- _Selected excerpt_
>>

Indian revolutionary (1908–1964)

Lokenath Bal (লোকনাথ বল) (8 March 1908 – 4 September 1964) was an Indian independence activist and a member of the armed resistance movement led by Surya Sen, which carried out the Chittagong armoury raid in 1930. Later, he joined the Indian National Congress. After Indian independence, he worked as an administrative officer in the Calcutta Corporation till his death.

==Early life and independence movement==
Lokenath Bal was born in Dhorla village of Chittagong District in Bengal Province of British India. His father's name was Prankrishna Bal. On 18 April 1930, a group of revolutionaries led by him took over the AFI armoury. Later, on 22 April 1930, he led another gunfight against the combined forces of the British army and the British police. His younger brother Harigopal Bal (Tegra) and another 11 revolutionaries died in this gunfight. He was able to escape and reach Chandernagore, a French territory. He and Ganesh Ghosh were arrested on 1 September 1930 after a gunfight with the British police. Jiban Ghoshal, alias Makhan, his young associate died in this gunfight. He was sentenced to transportation for life on 1 March 1932 and sent to the Cellular Jail in Port Blair. After his release in 1946, he joined the Radical Democratic Party founded by Manabendra Nath Roy. Later, he joined the Indian National Congress.

<<

[Data records]
>>

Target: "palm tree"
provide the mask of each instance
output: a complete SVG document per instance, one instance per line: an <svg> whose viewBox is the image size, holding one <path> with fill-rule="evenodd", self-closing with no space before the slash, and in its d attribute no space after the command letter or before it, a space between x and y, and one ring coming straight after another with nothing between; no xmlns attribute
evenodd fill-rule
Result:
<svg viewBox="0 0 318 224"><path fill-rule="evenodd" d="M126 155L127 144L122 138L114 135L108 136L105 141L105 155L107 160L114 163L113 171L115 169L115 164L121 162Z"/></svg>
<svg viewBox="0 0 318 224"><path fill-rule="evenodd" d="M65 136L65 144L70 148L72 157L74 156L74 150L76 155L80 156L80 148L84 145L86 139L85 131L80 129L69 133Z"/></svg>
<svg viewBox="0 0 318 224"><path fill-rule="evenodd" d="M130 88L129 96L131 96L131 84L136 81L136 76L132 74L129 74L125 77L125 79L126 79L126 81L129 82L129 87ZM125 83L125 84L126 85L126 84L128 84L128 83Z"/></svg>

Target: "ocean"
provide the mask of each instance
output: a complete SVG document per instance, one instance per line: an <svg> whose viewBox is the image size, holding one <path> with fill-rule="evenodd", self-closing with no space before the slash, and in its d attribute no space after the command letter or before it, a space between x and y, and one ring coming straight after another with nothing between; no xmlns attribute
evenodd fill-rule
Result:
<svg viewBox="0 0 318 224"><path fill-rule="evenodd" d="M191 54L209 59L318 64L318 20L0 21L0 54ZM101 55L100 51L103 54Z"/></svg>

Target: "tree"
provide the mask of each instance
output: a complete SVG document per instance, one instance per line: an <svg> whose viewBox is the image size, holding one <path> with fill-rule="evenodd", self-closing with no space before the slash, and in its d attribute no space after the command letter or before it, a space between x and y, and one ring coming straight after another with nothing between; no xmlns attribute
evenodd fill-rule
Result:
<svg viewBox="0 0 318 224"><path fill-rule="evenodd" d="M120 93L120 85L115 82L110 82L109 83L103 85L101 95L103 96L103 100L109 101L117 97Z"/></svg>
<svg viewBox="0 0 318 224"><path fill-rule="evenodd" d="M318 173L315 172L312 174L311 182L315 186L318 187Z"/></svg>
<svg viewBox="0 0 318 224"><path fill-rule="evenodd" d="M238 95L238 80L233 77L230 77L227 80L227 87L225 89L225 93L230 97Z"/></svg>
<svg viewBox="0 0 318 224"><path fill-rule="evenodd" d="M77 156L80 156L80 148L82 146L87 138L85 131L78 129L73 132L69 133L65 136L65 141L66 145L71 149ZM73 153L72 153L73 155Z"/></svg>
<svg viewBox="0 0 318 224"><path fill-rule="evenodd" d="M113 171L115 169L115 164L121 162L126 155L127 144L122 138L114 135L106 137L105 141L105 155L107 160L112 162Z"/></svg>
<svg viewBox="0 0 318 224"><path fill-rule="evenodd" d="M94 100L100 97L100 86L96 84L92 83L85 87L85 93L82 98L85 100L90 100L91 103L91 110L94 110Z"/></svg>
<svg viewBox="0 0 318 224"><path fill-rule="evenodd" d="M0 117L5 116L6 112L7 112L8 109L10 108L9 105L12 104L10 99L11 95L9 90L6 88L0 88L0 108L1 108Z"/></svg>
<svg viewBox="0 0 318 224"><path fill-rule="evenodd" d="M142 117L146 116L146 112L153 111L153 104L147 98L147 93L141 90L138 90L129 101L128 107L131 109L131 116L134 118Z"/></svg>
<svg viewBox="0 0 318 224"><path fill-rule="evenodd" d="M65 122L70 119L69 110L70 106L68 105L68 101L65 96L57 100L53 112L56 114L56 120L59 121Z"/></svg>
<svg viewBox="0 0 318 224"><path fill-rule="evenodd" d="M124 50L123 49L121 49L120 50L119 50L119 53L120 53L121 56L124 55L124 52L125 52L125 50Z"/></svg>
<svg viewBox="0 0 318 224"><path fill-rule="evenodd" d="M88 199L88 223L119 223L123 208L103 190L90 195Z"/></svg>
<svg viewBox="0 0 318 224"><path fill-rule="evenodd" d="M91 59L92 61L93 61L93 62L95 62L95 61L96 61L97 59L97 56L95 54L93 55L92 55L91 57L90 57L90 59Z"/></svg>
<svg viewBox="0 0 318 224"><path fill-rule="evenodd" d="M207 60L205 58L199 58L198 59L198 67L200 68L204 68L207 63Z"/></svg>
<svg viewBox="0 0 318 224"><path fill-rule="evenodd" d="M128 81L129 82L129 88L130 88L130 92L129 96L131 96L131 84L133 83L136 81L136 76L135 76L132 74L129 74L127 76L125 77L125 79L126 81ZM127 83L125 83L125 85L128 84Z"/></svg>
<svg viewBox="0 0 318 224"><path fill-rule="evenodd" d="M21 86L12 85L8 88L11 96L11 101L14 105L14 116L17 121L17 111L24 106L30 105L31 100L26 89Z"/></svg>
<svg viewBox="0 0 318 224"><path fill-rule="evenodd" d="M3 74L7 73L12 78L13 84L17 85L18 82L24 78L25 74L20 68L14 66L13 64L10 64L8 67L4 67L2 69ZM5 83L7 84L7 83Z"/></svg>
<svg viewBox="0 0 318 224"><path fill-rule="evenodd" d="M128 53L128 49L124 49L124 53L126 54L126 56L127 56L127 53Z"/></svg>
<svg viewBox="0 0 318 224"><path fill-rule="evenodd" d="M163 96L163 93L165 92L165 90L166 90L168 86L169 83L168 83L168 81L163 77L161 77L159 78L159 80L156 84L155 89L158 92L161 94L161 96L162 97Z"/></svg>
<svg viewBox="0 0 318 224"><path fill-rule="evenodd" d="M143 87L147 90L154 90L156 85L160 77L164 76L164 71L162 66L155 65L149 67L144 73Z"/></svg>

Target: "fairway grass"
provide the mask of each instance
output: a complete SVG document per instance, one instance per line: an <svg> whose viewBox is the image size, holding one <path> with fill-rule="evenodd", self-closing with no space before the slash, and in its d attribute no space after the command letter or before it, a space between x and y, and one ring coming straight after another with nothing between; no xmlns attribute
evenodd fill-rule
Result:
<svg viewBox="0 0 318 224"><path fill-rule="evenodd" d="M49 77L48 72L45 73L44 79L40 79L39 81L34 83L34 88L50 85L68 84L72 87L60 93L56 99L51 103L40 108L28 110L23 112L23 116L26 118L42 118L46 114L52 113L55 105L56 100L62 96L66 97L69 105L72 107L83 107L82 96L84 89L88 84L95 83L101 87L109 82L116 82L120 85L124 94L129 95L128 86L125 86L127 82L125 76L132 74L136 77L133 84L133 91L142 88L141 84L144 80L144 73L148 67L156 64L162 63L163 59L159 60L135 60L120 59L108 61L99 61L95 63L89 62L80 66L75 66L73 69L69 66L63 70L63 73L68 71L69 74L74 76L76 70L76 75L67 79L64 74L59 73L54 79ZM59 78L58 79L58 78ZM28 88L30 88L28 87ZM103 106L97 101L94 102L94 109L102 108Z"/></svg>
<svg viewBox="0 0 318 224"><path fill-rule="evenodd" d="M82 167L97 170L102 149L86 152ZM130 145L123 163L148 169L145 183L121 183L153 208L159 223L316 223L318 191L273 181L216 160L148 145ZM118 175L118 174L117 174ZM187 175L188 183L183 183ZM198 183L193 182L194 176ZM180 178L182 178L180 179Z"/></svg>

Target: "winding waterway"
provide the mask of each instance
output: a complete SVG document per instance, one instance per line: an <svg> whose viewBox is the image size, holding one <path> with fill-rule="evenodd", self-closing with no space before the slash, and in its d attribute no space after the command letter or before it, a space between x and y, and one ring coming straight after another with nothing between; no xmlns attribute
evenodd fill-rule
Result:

<<

- _Work instruction 1_
Name every person other than Lokenath Bal who appears by name in the Lokenath Bal biography.
- _Work instruction 2_
Continue the Lokenath Bal biography from its last sentence.

- _Written response 1_
Surya Sen
Prankrishna Bal
Harigopal Bal (Tegra)
Ganesh Ghosh
Jiban Ghoshal (Makhan)
Manabendra Nath Roy

- _Written response 2_
==Post independence==
Bal was the second deputy commissioner of the Calcutta Corporation from 1 May 1952 to 19 July 1962. He was promoted to its first deputy commissioner on 20 July 1962 and remained in office till his death in Calcutta on 4 September 1964. His son, Himadri Bal, did his MBBS in Kolkata and joined the Indian Army. He became a renowned gynaecologist of the Indian Armed Forces and was posted to several teaching hospitals in the Armed Forces Medical Services, including the prestigious Armed Forces Medical College Pune. He retired as a colonel form the Army in 2015 and is teaching at a local medical college in Pune as a professor in obstetrics and gynaecology.